A viabilidade do concepto é extraordinária. Por experiência, sabemos
que um concepto de camundongo pode ser congelado ao frio intenso (até de 29
graus) e, depois de reaquecimento delicado, ser implantado com êxito. Para que
haja o ulterior crescimento, requer-se necessariamente a acolhida numa mucosa
uterina que forneça a alimentação apropriada à placenta embrionária. No
interior da sua cápsula vital, que é a bolsa amniótica, o novo indivíduo é
tão viável quanto um astronauta dentro do seu escafandro sobre a Lua: o
abastecimento de fluidos vitais deve ser fornecido pelo organismo da mãe. Esta
alimentação é indispensável à sobrevivência, mas ela não "faz"
a criança; da mesma forma nem a nave espacial mais aperfeiçoada pode produzir
um astronauta. Esta comparação ainda é mais significativa quando o feto se
mexe. Graças a uma aparelhagem ultra-sônica muito requintada, o professor Ian
Donald, da Inglaterra, conseguiu produzir no ano passado um filme que mostra a
mais jovem "estrela" do mundo, ou seja, um bebê de onze semanas a dançar
no útero materno. O bebê, pode-se dizer, brinca no trampolim! Dobra os
joelhos, apoia-se sobre a parede, levanta-se e recai. Visto que o seu corpo tem
a densidade do fluído amniótico, ele não sente a gravidade e dança muito
lentamente, com uma graça e uma elegância totalmente impossíveis em algum
outro lugar da terra. Somente os astronautas, em suas condições de não
gravidade, conseguem tal suavidade de movimentos. A propósito notamos que,
quando se tratava da primeira caminhada no espaço, os técnicos tiveram que
escolher o lugar onde desembocariam os tubos portadores dos fluídos vitais.
Escolheram então finalmente a fivela do cinturão do escafandro, reinventando
assim o cordão umbilical.
Quando tive a honra de dissertar perante o Senado, tomei a liberdade de
evocar o conto de fada do homem menorzinho do que o dedo mindinho.
Com dois meses de idade, o ser humano tem menos de um polegar de
comprimento, desde o ápice da cabeça até a ponta do traseiro. Ele estaria
muito à vontade numa casca de nozes, mas tudo já se encontra nele: as mãos,
os pés, a cabeça, os órgãos, o cérebro, tudo está no seu lugar certo. O
coração já bate há um mês. Olhando de mais perto, veríamos as dobras das
suas palmas de mão e uma quiromante leria as mãos dessa minúscula pessoa. Com
uma boa lente de aumento, descobriríamos as marcas digitais. Tudo estaria aí
para se fazer a carteira de identidade civil deste indivíduo.

━━━━

§ Tarefas do exercício
- 1) No texto, quantas semanas tinha o bebê que aparece no filme do professor Ian Donald?
- 2) Reescreva o trecho do texto que vai de "Escolheram então finalmente" até "o dedo mindinho.", substituindo "Senado" por "Congresso".
Os itens são um material à parte, sem relação com o texto.

━━━━

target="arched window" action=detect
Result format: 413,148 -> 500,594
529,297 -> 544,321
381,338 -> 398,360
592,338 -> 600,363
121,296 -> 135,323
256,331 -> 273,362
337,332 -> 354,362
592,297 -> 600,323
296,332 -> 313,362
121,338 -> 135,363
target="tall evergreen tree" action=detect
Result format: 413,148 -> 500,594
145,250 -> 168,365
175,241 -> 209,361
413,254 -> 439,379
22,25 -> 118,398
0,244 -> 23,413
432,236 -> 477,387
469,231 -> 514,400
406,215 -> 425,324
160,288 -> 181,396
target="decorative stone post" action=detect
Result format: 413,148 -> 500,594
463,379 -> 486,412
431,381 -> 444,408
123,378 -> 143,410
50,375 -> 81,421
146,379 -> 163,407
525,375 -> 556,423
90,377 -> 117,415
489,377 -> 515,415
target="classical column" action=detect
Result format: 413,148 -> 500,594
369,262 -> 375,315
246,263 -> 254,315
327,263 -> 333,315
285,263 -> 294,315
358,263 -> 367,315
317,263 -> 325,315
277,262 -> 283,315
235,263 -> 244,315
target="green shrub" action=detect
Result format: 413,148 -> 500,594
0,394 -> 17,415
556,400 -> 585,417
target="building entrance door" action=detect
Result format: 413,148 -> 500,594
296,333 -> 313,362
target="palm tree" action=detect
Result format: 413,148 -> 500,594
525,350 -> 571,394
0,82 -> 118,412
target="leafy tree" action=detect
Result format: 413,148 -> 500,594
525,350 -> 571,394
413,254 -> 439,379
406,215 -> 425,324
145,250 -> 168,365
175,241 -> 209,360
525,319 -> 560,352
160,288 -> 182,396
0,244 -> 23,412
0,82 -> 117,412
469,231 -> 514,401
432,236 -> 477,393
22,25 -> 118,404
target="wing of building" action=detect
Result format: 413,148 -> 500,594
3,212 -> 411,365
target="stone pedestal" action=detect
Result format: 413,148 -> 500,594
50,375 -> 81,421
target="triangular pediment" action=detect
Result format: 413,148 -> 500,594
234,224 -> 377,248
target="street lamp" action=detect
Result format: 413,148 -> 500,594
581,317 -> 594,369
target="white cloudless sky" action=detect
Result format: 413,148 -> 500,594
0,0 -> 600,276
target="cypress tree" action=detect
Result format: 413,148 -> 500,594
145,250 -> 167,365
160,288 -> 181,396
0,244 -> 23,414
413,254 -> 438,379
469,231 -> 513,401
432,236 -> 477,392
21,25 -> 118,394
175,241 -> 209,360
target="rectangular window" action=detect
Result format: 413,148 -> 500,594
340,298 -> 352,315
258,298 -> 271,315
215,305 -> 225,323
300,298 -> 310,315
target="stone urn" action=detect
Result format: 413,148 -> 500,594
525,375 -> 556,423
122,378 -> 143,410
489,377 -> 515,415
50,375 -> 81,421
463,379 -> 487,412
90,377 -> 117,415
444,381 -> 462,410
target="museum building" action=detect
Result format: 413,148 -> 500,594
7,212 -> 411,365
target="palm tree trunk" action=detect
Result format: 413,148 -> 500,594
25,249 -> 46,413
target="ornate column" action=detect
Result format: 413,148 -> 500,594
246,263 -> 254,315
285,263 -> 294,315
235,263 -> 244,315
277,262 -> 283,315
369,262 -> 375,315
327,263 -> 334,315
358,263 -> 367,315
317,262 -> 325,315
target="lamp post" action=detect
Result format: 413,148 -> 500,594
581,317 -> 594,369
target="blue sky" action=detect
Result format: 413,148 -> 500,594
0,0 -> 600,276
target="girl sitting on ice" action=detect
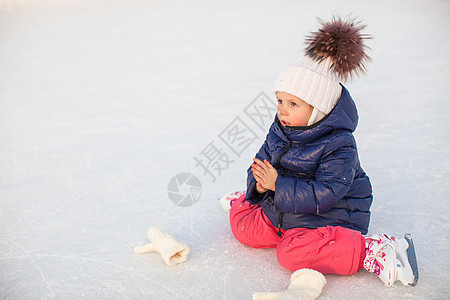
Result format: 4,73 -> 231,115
221,18 -> 418,286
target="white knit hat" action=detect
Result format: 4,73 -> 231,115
274,58 -> 342,125
274,17 -> 370,126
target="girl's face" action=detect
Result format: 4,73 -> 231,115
276,92 -> 314,127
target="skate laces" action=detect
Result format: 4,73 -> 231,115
364,234 -> 395,275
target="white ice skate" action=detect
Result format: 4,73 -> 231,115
219,190 -> 245,211
364,234 -> 419,286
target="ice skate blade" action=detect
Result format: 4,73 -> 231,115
405,233 -> 419,286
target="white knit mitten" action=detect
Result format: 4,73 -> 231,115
134,226 -> 190,266
253,269 -> 327,300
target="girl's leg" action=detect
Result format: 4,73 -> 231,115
230,194 -> 280,248
277,226 -> 366,275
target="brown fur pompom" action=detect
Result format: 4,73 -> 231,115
305,16 -> 371,81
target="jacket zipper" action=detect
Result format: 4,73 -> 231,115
277,212 -> 284,237
277,142 -> 292,166
277,142 -> 292,237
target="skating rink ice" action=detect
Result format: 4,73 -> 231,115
0,0 -> 450,300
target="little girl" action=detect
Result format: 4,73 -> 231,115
221,18 -> 418,286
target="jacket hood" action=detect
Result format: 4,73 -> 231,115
271,84 -> 358,143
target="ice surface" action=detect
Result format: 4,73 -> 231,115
0,0 -> 450,299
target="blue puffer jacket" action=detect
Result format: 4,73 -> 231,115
246,87 -> 372,234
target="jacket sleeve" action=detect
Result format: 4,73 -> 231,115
274,140 -> 359,214
245,140 -> 274,204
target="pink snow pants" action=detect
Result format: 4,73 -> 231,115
230,194 -> 366,275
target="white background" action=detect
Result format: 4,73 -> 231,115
0,0 -> 450,299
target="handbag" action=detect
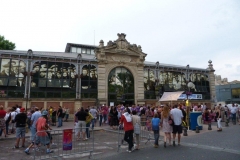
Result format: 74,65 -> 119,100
168,116 -> 174,126
134,123 -> 140,134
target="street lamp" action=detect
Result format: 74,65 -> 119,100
185,64 -> 192,128
155,61 -> 160,100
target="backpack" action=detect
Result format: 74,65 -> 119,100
134,122 -> 141,134
6,113 -> 11,123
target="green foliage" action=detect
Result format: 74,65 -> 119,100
0,35 -> 16,50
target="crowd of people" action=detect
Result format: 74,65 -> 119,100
0,104 -> 240,154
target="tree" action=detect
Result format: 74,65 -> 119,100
0,35 -> 16,50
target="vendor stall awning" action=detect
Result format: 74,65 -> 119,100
159,91 -> 184,101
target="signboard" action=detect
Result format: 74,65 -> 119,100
178,94 -> 202,99
63,129 -> 73,151
110,102 -> 114,106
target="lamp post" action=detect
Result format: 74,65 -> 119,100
155,61 -> 160,100
185,64 -> 192,128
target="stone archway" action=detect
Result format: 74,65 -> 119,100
107,66 -> 135,105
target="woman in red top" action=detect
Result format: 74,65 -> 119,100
120,108 -> 134,152
0,105 -> 7,137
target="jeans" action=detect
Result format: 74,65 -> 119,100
153,130 -> 159,145
58,117 -> 62,127
218,118 -> 222,129
124,130 -> 133,150
91,118 -> 96,129
6,122 -> 9,134
86,122 -> 90,138
231,113 -> 236,123
99,115 -> 103,126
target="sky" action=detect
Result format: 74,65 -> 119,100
0,0 -> 240,81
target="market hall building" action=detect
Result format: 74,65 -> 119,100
0,33 -> 215,113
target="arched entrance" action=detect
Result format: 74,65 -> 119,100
108,67 -> 134,105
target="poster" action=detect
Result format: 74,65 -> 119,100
63,129 -> 73,151
110,102 -> 114,106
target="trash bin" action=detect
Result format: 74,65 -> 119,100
190,112 -> 202,130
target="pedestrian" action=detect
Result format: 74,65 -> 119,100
57,106 -> 63,127
161,106 -> 172,148
52,107 -> 57,126
13,108 -> 27,149
75,107 -> 88,140
0,105 -> 7,137
170,105 -> 183,146
4,108 -> 11,135
152,113 -> 160,148
89,107 -> 98,129
65,107 -> 69,122
216,105 -> 222,131
24,111 -> 53,154
98,107 -> 103,127
120,107 -> 134,153
85,109 -> 94,139
132,110 -> 141,150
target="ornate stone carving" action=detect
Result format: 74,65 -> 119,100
112,55 -> 131,62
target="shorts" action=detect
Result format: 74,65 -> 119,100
37,135 -> 50,145
77,121 -> 86,132
172,125 -> 182,134
16,127 -> 26,138
30,127 -> 37,141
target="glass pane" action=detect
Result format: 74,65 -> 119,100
82,48 -> 86,53
77,48 -> 82,53
71,47 -> 77,53
91,49 -> 95,55
47,92 -> 54,98
87,49 -> 91,54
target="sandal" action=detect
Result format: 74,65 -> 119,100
12,146 -> 19,149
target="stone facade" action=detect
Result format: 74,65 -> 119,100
95,33 -> 147,104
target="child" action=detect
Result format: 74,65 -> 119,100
152,113 -> 160,148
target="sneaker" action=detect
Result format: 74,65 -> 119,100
133,144 -> 137,150
33,147 -> 40,152
12,146 -> 19,149
173,141 -> 176,147
24,148 -> 30,155
46,149 -> 53,154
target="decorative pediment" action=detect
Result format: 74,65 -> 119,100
96,33 -> 147,62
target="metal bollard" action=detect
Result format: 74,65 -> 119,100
183,127 -> 188,136
225,119 -> 229,127
208,123 -> 212,130
196,126 -> 199,133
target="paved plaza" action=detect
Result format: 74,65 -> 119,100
0,122 -> 240,160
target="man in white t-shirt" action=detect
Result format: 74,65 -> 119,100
170,105 -> 183,146
230,104 -> 238,125
89,107 -> 98,129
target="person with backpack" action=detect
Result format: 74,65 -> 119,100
0,105 -> 7,137
120,107 -> 134,153
10,106 -> 17,134
132,110 -> 141,150
13,108 -> 27,149
4,108 -> 11,135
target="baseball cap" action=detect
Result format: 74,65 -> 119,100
42,111 -> 48,116
20,108 -> 25,112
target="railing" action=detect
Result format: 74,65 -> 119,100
30,127 -> 94,159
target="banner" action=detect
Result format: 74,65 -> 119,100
63,129 -> 73,151
178,94 -> 202,99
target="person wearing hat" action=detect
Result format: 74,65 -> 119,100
13,107 -> 27,149
24,110 -> 53,154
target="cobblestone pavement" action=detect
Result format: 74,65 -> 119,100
0,122 -> 240,160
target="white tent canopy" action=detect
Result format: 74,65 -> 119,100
159,91 -> 184,101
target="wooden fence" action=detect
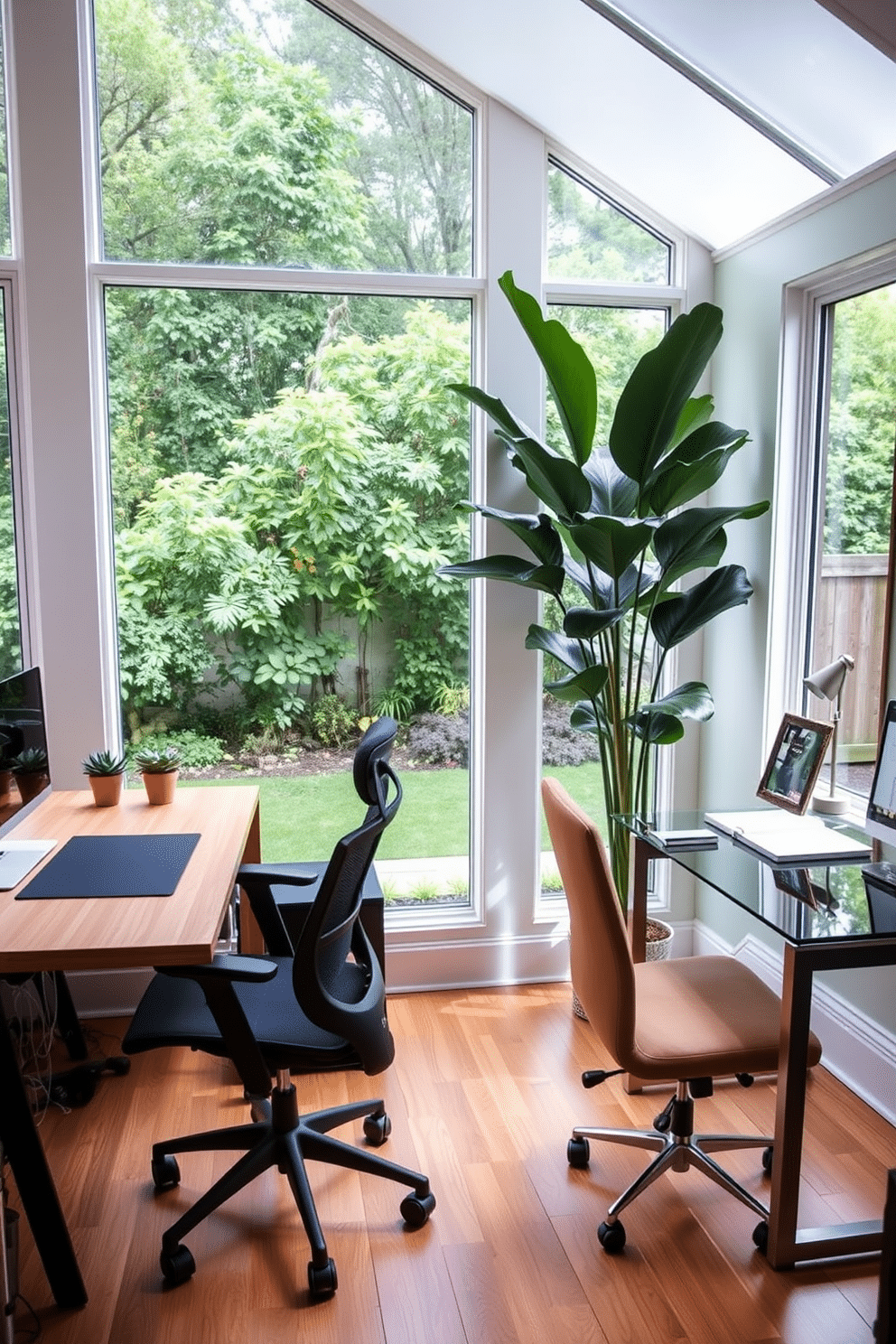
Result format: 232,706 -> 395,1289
808,555 -> 888,761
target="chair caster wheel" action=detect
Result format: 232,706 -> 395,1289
399,1193 -> 435,1227
598,1219 -> 626,1255
308,1259 -> 339,1298
158,1245 -> 196,1288
364,1112 -> 392,1148
151,1153 -> 180,1193
567,1138 -> 591,1168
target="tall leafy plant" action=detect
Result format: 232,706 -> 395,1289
439,272 -> 769,903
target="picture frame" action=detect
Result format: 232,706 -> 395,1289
756,714 -> 835,816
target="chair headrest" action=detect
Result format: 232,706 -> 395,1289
353,715 -> 397,807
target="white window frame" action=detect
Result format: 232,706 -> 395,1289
0,0 -> 705,988
764,242 -> 896,758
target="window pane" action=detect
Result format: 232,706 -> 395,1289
106,287 -> 471,899
0,16 -> 12,257
548,303 -> 669,443
806,285 -> 896,794
548,164 -> 672,285
0,290 -> 22,677
96,0 -> 473,275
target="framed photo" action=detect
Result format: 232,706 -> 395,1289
756,714 -> 835,815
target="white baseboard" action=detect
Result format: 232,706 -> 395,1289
67,920 -> 896,1125
693,919 -> 896,1125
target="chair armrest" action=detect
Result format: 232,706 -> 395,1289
237,863 -> 320,890
156,953 -> 276,985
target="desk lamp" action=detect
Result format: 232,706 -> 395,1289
803,653 -> 855,815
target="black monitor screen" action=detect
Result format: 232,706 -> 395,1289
0,668 -> 47,768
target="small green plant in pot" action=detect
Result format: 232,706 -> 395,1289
9,747 -> 50,802
135,746 -> 180,807
80,751 -> 125,807
439,272 -> 769,906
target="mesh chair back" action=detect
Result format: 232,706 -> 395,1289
293,718 -> 402,1074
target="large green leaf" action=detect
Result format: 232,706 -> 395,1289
526,625 -> 593,672
640,421 -> 750,513
634,681 -> 714,746
582,448 -> 638,518
610,303 -> 722,485
499,430 -> 591,518
669,392 -> 714,448
544,663 -> 610,702
650,565 -> 752,649
645,434 -> 747,513
499,270 -> 598,466
449,383 -> 537,438
473,505 -> 563,565
563,606 -> 625,639
570,516 -> 654,579
435,555 -> 565,597
653,500 -> 769,587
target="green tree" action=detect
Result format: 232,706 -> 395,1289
825,285 -> 896,555
262,0 -> 473,275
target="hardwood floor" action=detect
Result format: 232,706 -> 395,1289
5,985 -> 896,1344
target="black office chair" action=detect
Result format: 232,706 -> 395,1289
239,718 -> 397,966
124,719 -> 435,1297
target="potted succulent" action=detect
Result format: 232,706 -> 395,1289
439,272 -> 769,907
135,746 -> 180,807
11,747 -> 50,802
80,751 -> 125,807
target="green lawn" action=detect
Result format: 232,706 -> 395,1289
181,763 -> 603,863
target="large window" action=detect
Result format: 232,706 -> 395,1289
806,285 -> 896,794
96,0 -> 473,275
97,0 -> 473,901
0,287 -> 22,676
541,159 -> 673,910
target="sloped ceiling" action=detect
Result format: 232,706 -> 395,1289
349,0 -> 896,248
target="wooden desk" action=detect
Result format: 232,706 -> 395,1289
0,786 -> 261,1306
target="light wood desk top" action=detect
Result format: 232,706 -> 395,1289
0,785 -> 261,973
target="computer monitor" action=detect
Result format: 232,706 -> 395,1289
865,700 -> 896,846
0,668 -> 47,763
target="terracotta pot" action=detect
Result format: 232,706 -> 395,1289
88,774 -> 125,807
16,770 -> 50,802
143,770 -> 179,807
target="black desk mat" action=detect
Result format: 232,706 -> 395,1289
16,832 -> 199,901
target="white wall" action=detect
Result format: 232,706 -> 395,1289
697,162 -> 896,1032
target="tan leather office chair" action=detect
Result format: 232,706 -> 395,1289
541,779 -> 821,1251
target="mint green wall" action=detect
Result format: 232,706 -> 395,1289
695,160 -> 896,1031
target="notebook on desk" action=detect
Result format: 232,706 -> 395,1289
0,840 -> 56,891
704,807 -> 871,867
16,832 -> 199,901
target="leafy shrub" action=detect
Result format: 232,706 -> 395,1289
311,695 -> 358,747
127,728 -> 224,770
433,683 -> 471,714
541,696 -> 601,766
407,714 -> 471,766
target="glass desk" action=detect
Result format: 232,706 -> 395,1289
621,809 -> 896,1269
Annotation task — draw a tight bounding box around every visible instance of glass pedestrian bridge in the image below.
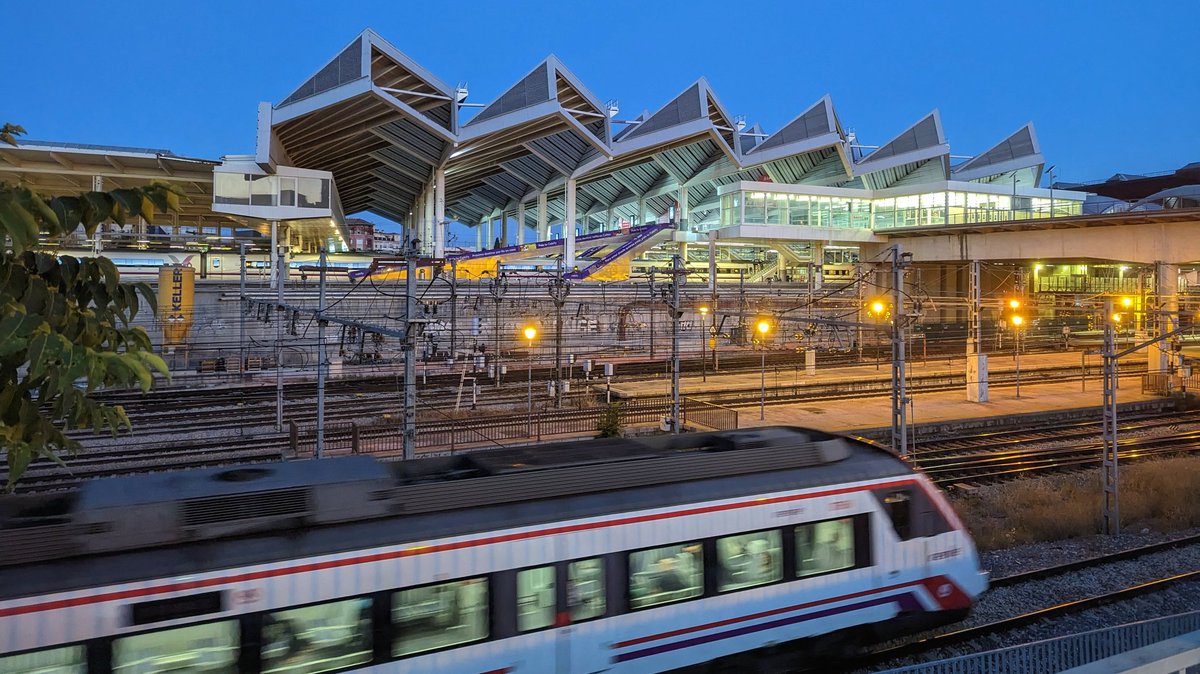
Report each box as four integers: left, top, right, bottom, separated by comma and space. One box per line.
709, 181, 1086, 230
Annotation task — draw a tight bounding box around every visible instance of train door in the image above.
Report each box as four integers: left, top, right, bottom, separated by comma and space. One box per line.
876, 482, 925, 585
554, 555, 616, 673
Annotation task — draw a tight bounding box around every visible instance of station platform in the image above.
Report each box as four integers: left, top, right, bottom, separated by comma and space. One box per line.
612, 351, 1162, 433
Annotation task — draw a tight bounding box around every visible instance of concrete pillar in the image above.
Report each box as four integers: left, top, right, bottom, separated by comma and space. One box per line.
538, 192, 550, 241
421, 185, 437, 254
270, 219, 280, 288
517, 201, 524, 246
809, 241, 824, 291
433, 168, 446, 258
563, 177, 576, 271
1142, 263, 1180, 374
676, 185, 691, 231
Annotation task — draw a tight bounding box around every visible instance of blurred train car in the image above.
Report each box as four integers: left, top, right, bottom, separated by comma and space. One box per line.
0, 427, 988, 674
58, 248, 374, 283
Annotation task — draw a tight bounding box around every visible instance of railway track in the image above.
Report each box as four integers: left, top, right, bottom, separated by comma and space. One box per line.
852, 536, 1200, 669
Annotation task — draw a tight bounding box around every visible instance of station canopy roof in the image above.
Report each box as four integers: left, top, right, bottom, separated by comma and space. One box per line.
256, 30, 1044, 224
0, 140, 229, 227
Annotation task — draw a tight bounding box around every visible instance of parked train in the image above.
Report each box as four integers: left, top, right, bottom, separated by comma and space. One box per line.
0, 427, 986, 674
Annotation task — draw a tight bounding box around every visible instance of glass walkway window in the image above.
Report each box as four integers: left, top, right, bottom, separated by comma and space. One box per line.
720, 182, 1082, 230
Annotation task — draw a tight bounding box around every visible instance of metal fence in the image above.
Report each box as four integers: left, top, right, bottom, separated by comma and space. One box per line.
886, 612, 1200, 674
1141, 372, 1200, 396
290, 398, 738, 457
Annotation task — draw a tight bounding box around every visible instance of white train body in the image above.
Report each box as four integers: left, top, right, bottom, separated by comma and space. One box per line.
0, 429, 986, 674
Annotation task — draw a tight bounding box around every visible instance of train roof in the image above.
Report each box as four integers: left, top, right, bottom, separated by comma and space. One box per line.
0, 427, 912, 595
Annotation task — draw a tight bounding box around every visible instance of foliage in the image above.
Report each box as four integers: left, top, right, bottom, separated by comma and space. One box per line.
0, 125, 179, 489
596, 403, 625, 438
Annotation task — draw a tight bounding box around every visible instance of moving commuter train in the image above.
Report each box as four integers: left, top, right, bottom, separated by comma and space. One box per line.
0, 427, 986, 674
52, 248, 374, 283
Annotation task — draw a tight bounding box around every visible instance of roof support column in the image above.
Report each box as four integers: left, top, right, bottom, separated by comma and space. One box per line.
676, 185, 691, 231
517, 200, 524, 246
1130, 261, 1180, 374
563, 177, 577, 271
270, 219, 280, 288
433, 168, 446, 259
421, 185, 437, 254
538, 192, 550, 241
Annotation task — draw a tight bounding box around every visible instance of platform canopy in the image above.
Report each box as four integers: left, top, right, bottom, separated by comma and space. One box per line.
0, 140, 225, 227
256, 30, 1042, 236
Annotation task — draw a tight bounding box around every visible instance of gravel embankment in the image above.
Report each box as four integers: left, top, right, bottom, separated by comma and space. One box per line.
862, 529, 1200, 672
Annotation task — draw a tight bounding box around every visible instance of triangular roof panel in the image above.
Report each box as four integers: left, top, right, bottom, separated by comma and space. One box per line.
859, 110, 946, 164
622, 80, 708, 140
755, 96, 836, 152
954, 122, 1045, 180
463, 59, 553, 126
280, 34, 365, 107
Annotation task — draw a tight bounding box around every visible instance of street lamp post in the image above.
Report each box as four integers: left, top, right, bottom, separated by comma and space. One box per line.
1013, 314, 1025, 399
524, 325, 538, 438
757, 320, 770, 421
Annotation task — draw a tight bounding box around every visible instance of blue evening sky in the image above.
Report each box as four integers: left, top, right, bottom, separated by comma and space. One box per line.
0, 0, 1200, 227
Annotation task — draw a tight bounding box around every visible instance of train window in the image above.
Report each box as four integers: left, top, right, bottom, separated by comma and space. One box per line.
517, 566, 554, 632
0, 646, 88, 674
796, 517, 854, 577
113, 620, 240, 674
883, 492, 912, 541
262, 598, 371, 674
716, 530, 784, 592
629, 543, 704, 608
566, 558, 605, 622
391, 578, 488, 657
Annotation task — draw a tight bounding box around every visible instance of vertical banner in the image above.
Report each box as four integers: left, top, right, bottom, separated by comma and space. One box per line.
158, 265, 196, 347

━━━━

§ Lista de respostas
- 1) Onze semanas.

- 2)
Escolheram então finalmente a fivela do cinturão do escafandro, reinventando
assim o cordão umbilical.
Quando tive a honra de dissertar perante o Congresso, tomei a liberdade de
evocar o conto de fada do homem menorzinho do que o dedo mindinho.